::: SOURCE RECORDS :::
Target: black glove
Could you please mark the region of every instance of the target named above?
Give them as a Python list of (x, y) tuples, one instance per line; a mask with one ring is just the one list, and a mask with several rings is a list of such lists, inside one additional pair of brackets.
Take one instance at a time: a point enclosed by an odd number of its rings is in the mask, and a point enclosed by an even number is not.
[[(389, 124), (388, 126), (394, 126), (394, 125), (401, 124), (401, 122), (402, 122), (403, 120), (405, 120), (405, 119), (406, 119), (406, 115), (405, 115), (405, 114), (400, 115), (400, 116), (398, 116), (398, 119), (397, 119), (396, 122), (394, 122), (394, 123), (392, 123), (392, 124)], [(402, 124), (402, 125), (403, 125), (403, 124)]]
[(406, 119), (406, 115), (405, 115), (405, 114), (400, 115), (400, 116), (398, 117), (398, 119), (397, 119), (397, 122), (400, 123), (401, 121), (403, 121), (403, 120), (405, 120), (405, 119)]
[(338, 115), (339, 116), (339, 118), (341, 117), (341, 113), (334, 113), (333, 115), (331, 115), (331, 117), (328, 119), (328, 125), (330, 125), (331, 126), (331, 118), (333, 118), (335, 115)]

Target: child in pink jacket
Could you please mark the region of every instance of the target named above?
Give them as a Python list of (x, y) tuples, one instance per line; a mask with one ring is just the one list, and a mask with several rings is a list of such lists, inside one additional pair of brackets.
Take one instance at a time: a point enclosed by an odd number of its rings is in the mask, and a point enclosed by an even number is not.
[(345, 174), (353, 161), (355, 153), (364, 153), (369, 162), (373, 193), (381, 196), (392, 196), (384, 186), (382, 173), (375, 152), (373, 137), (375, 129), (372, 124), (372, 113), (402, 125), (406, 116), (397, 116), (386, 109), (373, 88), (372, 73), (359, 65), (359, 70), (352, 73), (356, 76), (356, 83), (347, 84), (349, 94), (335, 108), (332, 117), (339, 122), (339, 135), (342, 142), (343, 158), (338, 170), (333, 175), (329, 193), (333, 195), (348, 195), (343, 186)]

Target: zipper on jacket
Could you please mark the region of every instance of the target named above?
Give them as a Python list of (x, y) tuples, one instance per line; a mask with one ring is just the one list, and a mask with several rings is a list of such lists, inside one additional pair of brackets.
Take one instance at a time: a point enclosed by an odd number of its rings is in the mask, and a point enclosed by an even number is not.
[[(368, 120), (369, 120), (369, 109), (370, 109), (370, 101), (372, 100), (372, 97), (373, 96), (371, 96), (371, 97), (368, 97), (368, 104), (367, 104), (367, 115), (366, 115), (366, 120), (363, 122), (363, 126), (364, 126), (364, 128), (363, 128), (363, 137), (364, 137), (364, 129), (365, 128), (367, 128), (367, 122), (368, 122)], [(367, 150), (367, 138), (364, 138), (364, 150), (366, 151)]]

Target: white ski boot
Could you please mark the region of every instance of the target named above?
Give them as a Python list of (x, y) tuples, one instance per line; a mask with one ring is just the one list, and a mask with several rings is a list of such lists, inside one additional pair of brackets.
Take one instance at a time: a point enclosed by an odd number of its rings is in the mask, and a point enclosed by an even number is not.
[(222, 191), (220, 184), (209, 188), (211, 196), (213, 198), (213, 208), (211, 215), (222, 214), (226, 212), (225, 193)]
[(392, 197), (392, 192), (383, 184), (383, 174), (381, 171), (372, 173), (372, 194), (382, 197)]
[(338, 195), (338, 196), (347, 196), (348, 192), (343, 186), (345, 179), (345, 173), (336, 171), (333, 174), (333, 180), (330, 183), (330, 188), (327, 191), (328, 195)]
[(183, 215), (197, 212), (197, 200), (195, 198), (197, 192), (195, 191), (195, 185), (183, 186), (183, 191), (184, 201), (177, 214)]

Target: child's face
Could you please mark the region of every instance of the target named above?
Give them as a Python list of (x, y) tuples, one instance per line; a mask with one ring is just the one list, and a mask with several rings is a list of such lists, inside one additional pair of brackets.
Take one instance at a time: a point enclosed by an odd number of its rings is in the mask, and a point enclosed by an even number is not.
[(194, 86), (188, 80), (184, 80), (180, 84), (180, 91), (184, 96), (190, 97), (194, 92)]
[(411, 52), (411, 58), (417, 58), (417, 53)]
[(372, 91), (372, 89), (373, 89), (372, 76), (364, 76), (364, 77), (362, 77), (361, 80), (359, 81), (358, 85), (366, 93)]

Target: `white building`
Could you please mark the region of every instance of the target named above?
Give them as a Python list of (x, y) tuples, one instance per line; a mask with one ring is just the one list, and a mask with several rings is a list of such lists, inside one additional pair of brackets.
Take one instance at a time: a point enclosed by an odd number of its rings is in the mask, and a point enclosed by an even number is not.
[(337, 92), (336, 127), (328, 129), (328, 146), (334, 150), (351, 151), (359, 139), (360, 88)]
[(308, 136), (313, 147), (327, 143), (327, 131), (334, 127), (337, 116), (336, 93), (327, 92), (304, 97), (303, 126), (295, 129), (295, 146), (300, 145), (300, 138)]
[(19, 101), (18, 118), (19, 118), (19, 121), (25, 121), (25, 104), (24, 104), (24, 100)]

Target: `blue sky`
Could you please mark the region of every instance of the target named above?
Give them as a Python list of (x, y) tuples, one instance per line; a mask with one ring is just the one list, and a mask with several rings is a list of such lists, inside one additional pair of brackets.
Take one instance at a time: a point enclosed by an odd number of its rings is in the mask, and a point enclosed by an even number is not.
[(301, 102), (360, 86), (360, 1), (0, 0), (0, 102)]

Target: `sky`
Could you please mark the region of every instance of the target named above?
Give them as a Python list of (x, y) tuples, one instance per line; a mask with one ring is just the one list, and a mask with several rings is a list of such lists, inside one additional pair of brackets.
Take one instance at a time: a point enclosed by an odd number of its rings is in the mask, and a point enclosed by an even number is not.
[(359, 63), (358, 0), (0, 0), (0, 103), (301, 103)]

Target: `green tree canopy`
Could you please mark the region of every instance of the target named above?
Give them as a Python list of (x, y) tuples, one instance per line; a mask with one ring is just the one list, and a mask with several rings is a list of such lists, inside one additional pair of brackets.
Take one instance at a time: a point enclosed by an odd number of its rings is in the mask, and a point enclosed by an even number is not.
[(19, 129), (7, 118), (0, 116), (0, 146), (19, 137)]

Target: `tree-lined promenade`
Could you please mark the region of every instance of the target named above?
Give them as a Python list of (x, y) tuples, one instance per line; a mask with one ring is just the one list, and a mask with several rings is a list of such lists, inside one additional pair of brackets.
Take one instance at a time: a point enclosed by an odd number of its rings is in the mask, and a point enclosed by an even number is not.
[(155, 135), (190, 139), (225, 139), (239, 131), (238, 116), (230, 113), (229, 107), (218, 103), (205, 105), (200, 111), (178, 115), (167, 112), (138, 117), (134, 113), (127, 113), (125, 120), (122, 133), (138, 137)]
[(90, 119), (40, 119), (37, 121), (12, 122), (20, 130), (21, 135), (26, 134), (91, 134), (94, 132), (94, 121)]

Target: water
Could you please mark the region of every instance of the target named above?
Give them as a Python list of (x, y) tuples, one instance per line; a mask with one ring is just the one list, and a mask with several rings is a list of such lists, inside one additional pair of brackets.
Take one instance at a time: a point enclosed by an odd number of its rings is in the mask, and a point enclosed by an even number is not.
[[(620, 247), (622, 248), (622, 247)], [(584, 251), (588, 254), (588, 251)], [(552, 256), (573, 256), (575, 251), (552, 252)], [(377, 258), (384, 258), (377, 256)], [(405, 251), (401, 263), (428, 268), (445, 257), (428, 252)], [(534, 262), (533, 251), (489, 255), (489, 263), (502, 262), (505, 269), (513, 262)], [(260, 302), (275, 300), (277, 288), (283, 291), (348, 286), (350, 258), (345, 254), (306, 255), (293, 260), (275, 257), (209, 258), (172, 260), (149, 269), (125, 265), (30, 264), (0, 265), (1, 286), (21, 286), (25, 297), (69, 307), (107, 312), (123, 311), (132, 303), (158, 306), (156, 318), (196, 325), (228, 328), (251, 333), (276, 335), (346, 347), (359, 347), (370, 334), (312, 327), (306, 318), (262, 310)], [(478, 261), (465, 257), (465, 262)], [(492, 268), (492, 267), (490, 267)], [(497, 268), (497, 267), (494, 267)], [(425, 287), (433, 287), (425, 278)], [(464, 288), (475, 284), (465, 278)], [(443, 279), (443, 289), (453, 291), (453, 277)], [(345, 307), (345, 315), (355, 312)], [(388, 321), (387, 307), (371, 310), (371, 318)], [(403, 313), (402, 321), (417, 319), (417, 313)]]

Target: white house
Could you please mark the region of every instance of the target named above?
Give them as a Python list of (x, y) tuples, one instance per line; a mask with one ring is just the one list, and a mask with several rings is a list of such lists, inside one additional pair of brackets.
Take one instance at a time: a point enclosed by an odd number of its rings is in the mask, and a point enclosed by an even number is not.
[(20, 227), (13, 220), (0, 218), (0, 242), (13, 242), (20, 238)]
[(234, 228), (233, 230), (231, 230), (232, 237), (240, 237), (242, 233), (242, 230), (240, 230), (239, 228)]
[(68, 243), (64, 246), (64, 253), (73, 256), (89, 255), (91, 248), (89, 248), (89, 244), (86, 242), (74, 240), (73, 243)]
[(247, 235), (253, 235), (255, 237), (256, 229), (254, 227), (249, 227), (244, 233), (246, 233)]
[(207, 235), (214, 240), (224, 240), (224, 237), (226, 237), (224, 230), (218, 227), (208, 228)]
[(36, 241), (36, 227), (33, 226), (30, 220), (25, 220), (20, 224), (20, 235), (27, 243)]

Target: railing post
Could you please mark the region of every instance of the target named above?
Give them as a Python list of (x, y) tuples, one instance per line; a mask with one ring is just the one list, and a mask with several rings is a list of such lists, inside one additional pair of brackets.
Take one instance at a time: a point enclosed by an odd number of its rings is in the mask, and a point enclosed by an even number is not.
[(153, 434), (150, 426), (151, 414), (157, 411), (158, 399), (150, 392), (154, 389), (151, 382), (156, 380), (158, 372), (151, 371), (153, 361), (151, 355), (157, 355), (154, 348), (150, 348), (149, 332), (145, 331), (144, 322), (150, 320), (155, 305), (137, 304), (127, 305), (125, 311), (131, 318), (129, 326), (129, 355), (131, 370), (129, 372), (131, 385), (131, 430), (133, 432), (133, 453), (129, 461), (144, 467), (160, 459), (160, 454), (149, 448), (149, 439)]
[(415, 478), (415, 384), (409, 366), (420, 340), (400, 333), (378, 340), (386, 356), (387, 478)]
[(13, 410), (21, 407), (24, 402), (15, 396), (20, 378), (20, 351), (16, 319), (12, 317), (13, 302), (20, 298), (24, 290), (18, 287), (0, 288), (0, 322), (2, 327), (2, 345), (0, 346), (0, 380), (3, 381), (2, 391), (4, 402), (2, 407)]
:::
■ WHAT IS REQUIRED ■
Find the word "jacket" in the entries, then copy out every line that has it.

■ EXPECTED OUTPUT ■
Target: child in pink jacket
Target: zipper on jacket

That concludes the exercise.